• **Textauszug**
----------------

Zur Sharan-Werbung: Du wirst am besten wissen, wie es mit holländischem Akzent klingt. Werden also wohl tatsächlich Schweden sein. Ich habe meinen Arbeitskollegen gefragt. Der meinte auch: Schweden! Tut mir Leid, wenn ich die Schnösel zu Holländer gemacht habe. Dafür werde ich Dir aber die Bosch-Werbung zusenden.

Was die tollen Nachbarn von uns betrifft: keinen weiteren Kommentar. Natürlich gibt es da kein Feedback, wahrscheinlich (selbst wenn der eine oder andere lesen kann), weil die Guten gar nicht verstehen, was ich da geschrieben habe.

Was die Vielzahl meiner Links betrifft, so kannst Du diese in Deinem Webbrowser als Favoriten (z.B. in einem eigenen Verzeichnis) abspeichern. Zuvor muss Du die Links aber mit dem Browser aufgerufen haben.

----------------

• **Einträge zur Beschriftung von Bildbereichen**

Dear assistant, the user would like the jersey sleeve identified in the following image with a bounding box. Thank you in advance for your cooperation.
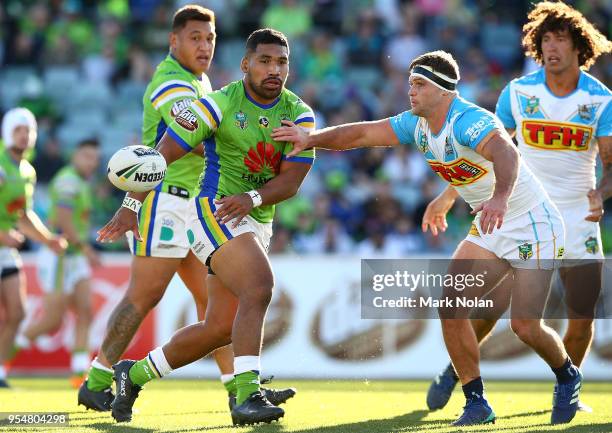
[495,83,516,129]
[166,92,227,152]
[389,111,419,144]
[595,101,612,137]
[453,107,504,150]
[150,79,198,125]
[53,176,80,209]
[282,103,316,164]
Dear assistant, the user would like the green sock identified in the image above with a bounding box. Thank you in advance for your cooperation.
[87,367,113,391]
[234,370,259,405]
[130,356,157,386]
[223,378,236,395]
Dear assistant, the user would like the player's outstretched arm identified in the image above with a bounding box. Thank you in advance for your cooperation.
[472,130,519,233]
[19,209,68,254]
[215,161,311,227]
[96,131,187,242]
[421,185,459,236]
[272,119,399,156]
[585,136,612,222]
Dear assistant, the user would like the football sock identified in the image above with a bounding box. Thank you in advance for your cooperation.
[234,356,261,405]
[461,376,484,400]
[445,362,459,380]
[221,374,236,395]
[87,358,113,391]
[551,357,576,383]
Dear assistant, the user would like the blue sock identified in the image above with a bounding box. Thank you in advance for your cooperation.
[551,357,576,383]
[461,376,484,400]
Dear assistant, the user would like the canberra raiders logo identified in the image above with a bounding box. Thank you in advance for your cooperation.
[584,236,599,254]
[525,96,540,114]
[519,242,533,260]
[234,111,249,129]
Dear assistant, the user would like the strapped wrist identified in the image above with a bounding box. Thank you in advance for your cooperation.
[247,190,263,207]
[121,196,142,215]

----------------

• **Arbeitsanweisungen**
[1] Welche Nationalität hielt der Arbeitskollege laut dem Textauszug für die Personen in der Sharan-Werbung zutreffend?
[2] Schreiben Sie aus dem Textauszug den Abschnitt von „Was die tollen“ bis „Browser aufgerufen haben.“ wortgetreu ab.

• **Ergebnisse**
[1] Schweden.

[2]
Was die tollen Nachbarn von uns betrifft: keinen weiteren Kommentar. Natürlich gibt es da kein Feedback, wahrscheinlich (selbst wenn der eine oder andere lesen kann), weil die Guten gar nicht verstehen, was ich da geschrieben habe.

Was die Vielzahl meiner Links betrifft, so kannst Du diese in Deinem Webbrowser als Favoriten (z.B. in einem eigenen Verzeichnis) abspeichern. Zuvor muss Du die Links aber mit dem Browser aufgerufen haben.